Each record, word for word and stripped of pictures, is what the answer should contain.

============

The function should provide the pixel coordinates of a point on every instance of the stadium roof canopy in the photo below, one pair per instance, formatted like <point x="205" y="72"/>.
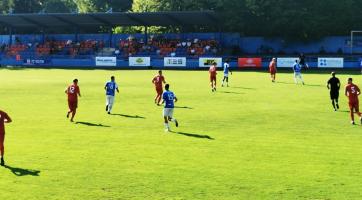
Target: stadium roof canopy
<point x="96" y="20"/>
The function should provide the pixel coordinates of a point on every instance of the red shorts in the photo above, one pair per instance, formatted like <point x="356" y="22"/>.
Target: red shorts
<point x="159" y="91"/>
<point x="354" y="105"/>
<point x="73" y="105"/>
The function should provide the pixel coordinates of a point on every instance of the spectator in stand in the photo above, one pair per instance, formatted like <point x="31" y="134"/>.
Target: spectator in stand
<point x="189" y="43"/>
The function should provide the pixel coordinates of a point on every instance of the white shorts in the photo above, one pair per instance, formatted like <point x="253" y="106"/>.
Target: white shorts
<point x="168" y="112"/>
<point x="297" y="75"/>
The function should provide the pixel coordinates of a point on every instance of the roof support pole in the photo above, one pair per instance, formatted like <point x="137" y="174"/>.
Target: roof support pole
<point x="110" y="37"/>
<point x="76" y="35"/>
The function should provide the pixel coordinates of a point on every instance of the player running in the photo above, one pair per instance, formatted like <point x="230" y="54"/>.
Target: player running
<point x="226" y="73"/>
<point x="273" y="69"/>
<point x="213" y="73"/>
<point x="111" y="87"/>
<point x="352" y="92"/>
<point x="334" y="85"/>
<point x="158" y="81"/>
<point x="169" y="99"/>
<point x="73" y="92"/>
<point x="4" y="118"/>
<point x="297" y="73"/>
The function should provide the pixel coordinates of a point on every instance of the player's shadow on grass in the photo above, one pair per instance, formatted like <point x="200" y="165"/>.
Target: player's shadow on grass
<point x="195" y="135"/>
<point x="307" y="85"/>
<point x="22" y="172"/>
<point x="228" y="92"/>
<point x="184" y="107"/>
<point x="92" y="124"/>
<point x="130" y="116"/>
<point x="245" y="88"/>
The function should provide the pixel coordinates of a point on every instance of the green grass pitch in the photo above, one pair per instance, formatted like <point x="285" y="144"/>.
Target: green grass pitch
<point x="253" y="140"/>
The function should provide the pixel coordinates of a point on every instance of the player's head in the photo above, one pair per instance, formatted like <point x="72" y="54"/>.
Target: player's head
<point x="350" y="80"/>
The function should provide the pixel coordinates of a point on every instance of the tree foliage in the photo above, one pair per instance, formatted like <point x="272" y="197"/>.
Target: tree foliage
<point x="297" y="19"/>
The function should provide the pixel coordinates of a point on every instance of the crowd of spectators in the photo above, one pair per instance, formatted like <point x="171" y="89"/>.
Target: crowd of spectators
<point x="162" y="47"/>
<point x="153" y="46"/>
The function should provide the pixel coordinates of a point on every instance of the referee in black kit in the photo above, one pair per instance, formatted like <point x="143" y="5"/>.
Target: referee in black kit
<point x="334" y="85"/>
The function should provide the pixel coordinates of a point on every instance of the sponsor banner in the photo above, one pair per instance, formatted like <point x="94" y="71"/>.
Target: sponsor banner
<point x="286" y="62"/>
<point x="174" y="61"/>
<point x="139" y="61"/>
<point x="250" y="62"/>
<point x="35" y="62"/>
<point x="207" y="62"/>
<point x="106" y="61"/>
<point x="330" y="62"/>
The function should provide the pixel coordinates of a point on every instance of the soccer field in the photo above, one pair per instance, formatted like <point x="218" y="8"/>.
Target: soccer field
<point x="253" y="140"/>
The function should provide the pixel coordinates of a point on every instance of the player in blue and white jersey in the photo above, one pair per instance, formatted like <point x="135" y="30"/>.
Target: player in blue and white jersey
<point x="226" y="73"/>
<point x="110" y="88"/>
<point x="297" y="68"/>
<point x="169" y="100"/>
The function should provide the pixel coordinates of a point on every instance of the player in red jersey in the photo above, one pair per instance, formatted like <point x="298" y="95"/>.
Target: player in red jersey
<point x="73" y="92"/>
<point x="4" y="118"/>
<point x="158" y="81"/>
<point x="273" y="69"/>
<point x="352" y="92"/>
<point x="213" y="73"/>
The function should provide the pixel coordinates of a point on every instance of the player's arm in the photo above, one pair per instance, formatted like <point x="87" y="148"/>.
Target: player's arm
<point x="7" y="118"/>
<point x="163" y="98"/>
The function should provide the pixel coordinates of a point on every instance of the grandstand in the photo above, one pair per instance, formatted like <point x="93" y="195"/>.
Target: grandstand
<point x="31" y="40"/>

============

Result for this task:
The function should provide the pixel coordinates of a point on every instance of the stadium roof canopy in the photo below, one pair per instance, formatted like <point x="205" y="72"/>.
Target: stadium roof canopy
<point x="96" y="20"/>
The function should provide the pixel coordinates of a point on every instance of the red shorts in the photo above, one pair per instance, formatted like <point x="356" y="22"/>.
Target: red shorts
<point x="159" y="91"/>
<point x="354" y="105"/>
<point x="73" y="105"/>
The function should provide the pixel coordinates of a point on every instance of the spectator in stand in the photo above, one pair per instance, formatted like <point x="31" y="134"/>.
Target: spectator in stand
<point x="189" y="43"/>
The function should provide the pixel coordinates of a point on every instance of the white shorts in the photo above, one pair per instance, formatted like <point x="253" y="106"/>.
Target: white shorts
<point x="168" y="112"/>
<point x="297" y="75"/>
The function should provide the pixel coordinates of a point on every instance of the roof support pole in the photo above, one pair per instance, formatted like <point x="137" y="174"/>.
Target: roof support pole
<point x="110" y="37"/>
<point x="76" y="35"/>
The function should provide the pixel coordinates of a point on every instance of the player running in the photo above, one pair per instance, formatted like <point x="230" y="54"/>.
Target: player running
<point x="226" y="73"/>
<point x="273" y="69"/>
<point x="213" y="73"/>
<point x="111" y="87"/>
<point x="352" y="92"/>
<point x="334" y="85"/>
<point x="158" y="81"/>
<point x="169" y="99"/>
<point x="73" y="92"/>
<point x="4" y="118"/>
<point x="297" y="73"/>
The function should provide the pixel coordinates of a point on every instance of the player's shadow on grass in the photo above, one pair per instance, formatted like <point x="200" y="165"/>.
Target: player's shadow on grass
<point x="195" y="135"/>
<point x="307" y="85"/>
<point x="22" y="172"/>
<point x="228" y="92"/>
<point x="184" y="107"/>
<point x="92" y="124"/>
<point x="130" y="116"/>
<point x="245" y="88"/>
The function should provide the pixel coordinates of a point on every instance of the green grass pitch in the photo above, one pair per instance, formatted like <point x="285" y="144"/>.
Target: green grass pitch
<point x="253" y="140"/>
The function should provide the pixel coordinates of a point on every instance of the player's head in the photo above, one pair per instance, formatted like <point x="72" y="54"/>.
Target: player's head
<point x="350" y="80"/>
The function should provide the pixel coordinates of a point on every instance of the tree foliage in the photo above, one pair per instance, formatted like <point x="272" y="197"/>.
Target: tree foliage
<point x="297" y="19"/>
The function should provide the pixel coordinates of a point on every instance of the crowd of spectators in the photo above, one pair per instance, formatted like <point x="171" y="89"/>.
Target: crowd of spectators
<point x="162" y="47"/>
<point x="153" y="46"/>
The function should provide the pixel coordinates of a point on every instance of the referee in black kit in the photo above, one pair per instance, formatted like <point x="143" y="5"/>.
Target: referee in black kit
<point x="334" y="85"/>
The function should provide the pixel coordinates of a point on every instance of the sponsor banner in the photo above, one pair per instance, formatted like <point x="94" y="71"/>.
Target: sponsor banner
<point x="286" y="62"/>
<point x="174" y="61"/>
<point x="139" y="61"/>
<point x="250" y="62"/>
<point x="35" y="62"/>
<point x="207" y="62"/>
<point x="106" y="61"/>
<point x="330" y="62"/>
The function should provide the pixel coordinates of a point on every instance of the soccer field in the photo above, one pair per instance, formatted like <point x="218" y="8"/>.
Target: soccer field
<point x="253" y="140"/>
The function should provide the pixel coordinates of a point on every instance of the player in blue and white jersey in the photo above, one pair per instance, formatted like <point x="135" y="30"/>.
Target: player in blue and white jersey
<point x="226" y="73"/>
<point x="110" y="88"/>
<point x="297" y="68"/>
<point x="169" y="100"/>
The function should provide the pixel coordinates of a point on every instance of the player in red jersey in the photo above, one pair per instance, formatted like <point x="298" y="95"/>.
Target: player in red jersey
<point x="73" y="92"/>
<point x="4" y="118"/>
<point x="158" y="81"/>
<point x="273" y="69"/>
<point x="352" y="92"/>
<point x="213" y="73"/>
The function should provide the pixel coordinates of a point on every instance of the player's arm in the photo above, one pair per instance, formatted like <point x="87" y="148"/>.
Target: player's arm
<point x="7" y="118"/>
<point x="163" y="98"/>
The function should provide the pixel coordinates of a point on every instance of the grandstand in the photo above, one pair per instance, formatted like <point x="93" y="195"/>.
Target: grandstand
<point x="31" y="40"/>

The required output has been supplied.